## Do this
Reproduce everything from the line containing "Task: put a point on every instance of the car rear" down to the end of the material, requests included, multiplying each x and y coordinate in the answer points by 0.65 and rounding to whole numbers, with halves rounded up. The sample coordinates in the requests stay as they are.

[Point labeling examples]
··········

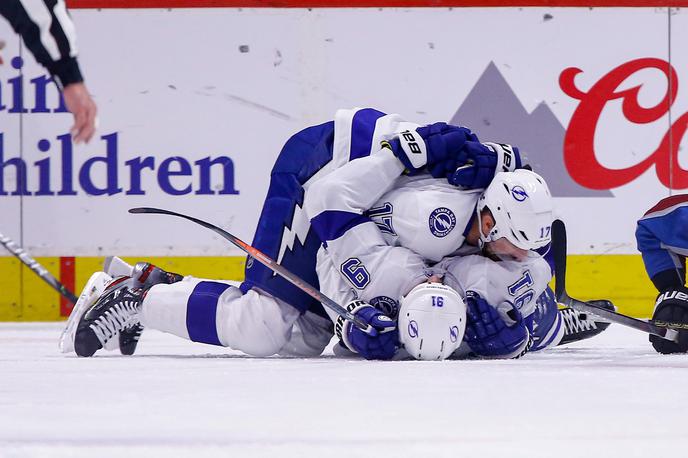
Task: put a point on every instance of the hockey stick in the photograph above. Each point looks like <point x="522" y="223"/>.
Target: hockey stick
<point x="667" y="331"/>
<point x="41" y="271"/>
<point x="270" y="264"/>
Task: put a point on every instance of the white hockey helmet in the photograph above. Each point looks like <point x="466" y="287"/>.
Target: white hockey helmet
<point x="521" y="205"/>
<point x="432" y="321"/>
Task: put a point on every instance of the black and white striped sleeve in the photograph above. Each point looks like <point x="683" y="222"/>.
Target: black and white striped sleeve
<point x="49" y="34"/>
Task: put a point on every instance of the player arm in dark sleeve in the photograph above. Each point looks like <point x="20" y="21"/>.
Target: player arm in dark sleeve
<point x="663" y="242"/>
<point x="48" y="32"/>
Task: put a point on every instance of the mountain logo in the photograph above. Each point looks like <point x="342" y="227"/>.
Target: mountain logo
<point x="494" y="112"/>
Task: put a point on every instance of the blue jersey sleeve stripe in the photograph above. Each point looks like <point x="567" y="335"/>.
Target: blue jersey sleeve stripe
<point x="362" y="130"/>
<point x="201" y="312"/>
<point x="332" y="224"/>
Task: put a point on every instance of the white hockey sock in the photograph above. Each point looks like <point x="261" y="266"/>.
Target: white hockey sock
<point x="186" y="309"/>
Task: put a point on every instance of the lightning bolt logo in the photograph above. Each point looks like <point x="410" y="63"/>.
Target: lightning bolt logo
<point x="298" y="230"/>
<point x="442" y="220"/>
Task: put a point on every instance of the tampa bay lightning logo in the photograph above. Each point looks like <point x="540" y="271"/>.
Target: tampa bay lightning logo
<point x="454" y="333"/>
<point x="519" y="193"/>
<point x="441" y="221"/>
<point x="386" y="305"/>
<point x="413" y="329"/>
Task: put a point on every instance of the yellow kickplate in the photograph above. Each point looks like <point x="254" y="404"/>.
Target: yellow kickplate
<point x="25" y="297"/>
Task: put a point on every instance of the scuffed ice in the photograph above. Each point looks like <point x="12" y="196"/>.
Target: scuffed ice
<point x="609" y="396"/>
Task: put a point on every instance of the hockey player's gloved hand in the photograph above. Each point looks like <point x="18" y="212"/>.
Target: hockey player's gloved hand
<point x="478" y="162"/>
<point x="434" y="146"/>
<point x="383" y="345"/>
<point x="671" y="306"/>
<point x="495" y="333"/>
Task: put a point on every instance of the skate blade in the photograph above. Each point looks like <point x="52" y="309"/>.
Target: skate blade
<point x="91" y="292"/>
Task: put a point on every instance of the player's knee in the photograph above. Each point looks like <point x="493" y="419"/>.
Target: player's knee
<point x="254" y="323"/>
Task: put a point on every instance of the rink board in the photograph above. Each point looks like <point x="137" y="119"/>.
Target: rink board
<point x="26" y="297"/>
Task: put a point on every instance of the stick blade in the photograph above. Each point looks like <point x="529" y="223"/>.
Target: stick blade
<point x="144" y="210"/>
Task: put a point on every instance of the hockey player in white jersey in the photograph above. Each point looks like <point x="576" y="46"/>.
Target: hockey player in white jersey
<point x="259" y="321"/>
<point x="420" y="223"/>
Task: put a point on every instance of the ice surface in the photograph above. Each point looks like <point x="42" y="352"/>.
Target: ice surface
<point x="611" y="396"/>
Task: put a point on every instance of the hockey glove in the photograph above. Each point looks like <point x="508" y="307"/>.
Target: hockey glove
<point x="478" y="163"/>
<point x="494" y="333"/>
<point x="435" y="146"/>
<point x="383" y="345"/>
<point x="672" y="307"/>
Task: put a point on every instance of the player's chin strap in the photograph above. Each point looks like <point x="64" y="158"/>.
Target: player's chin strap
<point x="665" y="330"/>
<point x="272" y="265"/>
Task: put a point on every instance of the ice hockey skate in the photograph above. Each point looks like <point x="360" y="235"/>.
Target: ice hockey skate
<point x="580" y="326"/>
<point x="121" y="329"/>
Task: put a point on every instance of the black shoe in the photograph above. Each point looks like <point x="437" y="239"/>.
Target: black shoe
<point x="581" y="326"/>
<point x="147" y="275"/>
<point x="115" y="310"/>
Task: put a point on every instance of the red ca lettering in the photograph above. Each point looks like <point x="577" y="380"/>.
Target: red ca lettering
<point x="579" y="149"/>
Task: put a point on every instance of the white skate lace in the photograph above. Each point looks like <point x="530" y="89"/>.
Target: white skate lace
<point x="118" y="317"/>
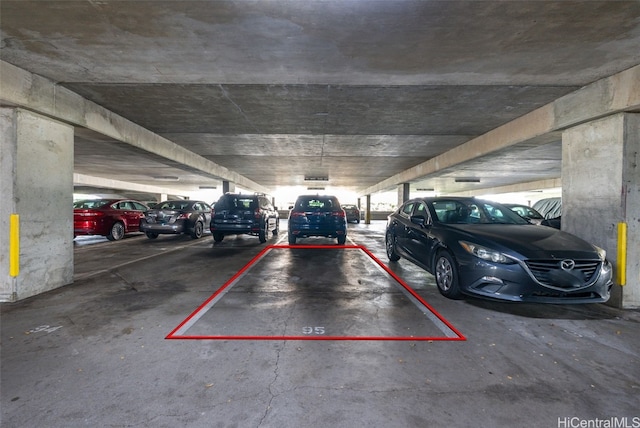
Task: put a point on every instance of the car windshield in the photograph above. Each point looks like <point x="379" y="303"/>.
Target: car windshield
<point x="474" y="212"/>
<point x="236" y="203"/>
<point x="525" y="211"/>
<point x="89" y="204"/>
<point x="318" y="203"/>
<point x="173" y="205"/>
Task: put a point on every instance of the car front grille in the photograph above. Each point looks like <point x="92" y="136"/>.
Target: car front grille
<point x="543" y="270"/>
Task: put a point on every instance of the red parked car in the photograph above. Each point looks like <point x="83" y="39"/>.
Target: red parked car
<point x="107" y="217"/>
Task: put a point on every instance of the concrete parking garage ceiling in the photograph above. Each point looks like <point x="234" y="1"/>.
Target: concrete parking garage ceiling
<point x="352" y="90"/>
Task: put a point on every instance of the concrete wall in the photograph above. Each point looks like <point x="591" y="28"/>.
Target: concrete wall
<point x="600" y="178"/>
<point x="36" y="159"/>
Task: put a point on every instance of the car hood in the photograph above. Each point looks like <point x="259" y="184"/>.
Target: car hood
<point x="530" y="241"/>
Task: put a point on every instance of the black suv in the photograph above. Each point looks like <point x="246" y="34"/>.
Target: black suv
<point x="235" y="213"/>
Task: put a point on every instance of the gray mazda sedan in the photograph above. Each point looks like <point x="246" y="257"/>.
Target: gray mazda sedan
<point x="482" y="248"/>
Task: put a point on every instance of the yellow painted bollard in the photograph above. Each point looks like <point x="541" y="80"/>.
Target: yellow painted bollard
<point x="621" y="272"/>
<point x="14" y="245"/>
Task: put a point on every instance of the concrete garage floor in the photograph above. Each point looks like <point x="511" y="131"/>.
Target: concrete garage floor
<point x="95" y="353"/>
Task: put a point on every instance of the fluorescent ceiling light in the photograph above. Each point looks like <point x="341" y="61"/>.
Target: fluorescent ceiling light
<point x="166" y="178"/>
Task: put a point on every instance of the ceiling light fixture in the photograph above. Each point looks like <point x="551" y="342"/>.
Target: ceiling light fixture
<point x="166" y="178"/>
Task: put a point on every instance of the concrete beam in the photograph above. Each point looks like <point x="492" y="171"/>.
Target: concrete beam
<point x="515" y="188"/>
<point x="35" y="93"/>
<point x="614" y="94"/>
<point x="88" y="180"/>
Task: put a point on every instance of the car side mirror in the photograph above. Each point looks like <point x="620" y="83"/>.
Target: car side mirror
<point x="420" y="220"/>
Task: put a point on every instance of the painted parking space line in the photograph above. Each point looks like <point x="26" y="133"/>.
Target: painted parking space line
<point x="270" y="316"/>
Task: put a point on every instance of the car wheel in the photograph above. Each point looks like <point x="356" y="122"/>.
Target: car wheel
<point x="390" y="244"/>
<point x="198" y="230"/>
<point x="262" y="235"/>
<point x="117" y="232"/>
<point x="447" y="276"/>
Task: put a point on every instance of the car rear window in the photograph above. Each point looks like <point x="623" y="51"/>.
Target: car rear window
<point x="236" y="203"/>
<point x="87" y="204"/>
<point x="318" y="203"/>
<point x="173" y="205"/>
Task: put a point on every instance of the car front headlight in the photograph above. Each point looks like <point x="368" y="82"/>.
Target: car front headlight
<point x="485" y="253"/>
<point x="601" y="252"/>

··········

## Response to the task
Task: put a point on every instance of the car rear window in the photograph above. Each point looks like <point x="623" y="51"/>.
Target: car rear window
<point x="153" y="132"/>
<point x="57" y="133"/>
<point x="207" y="132"/>
<point x="112" y="133"/>
Task: put a point on every instance of the car front headlight in the photograph above. Each point looks like <point x="368" y="82"/>.
Target: car front headlight
<point x="315" y="164"/>
<point x="391" y="164"/>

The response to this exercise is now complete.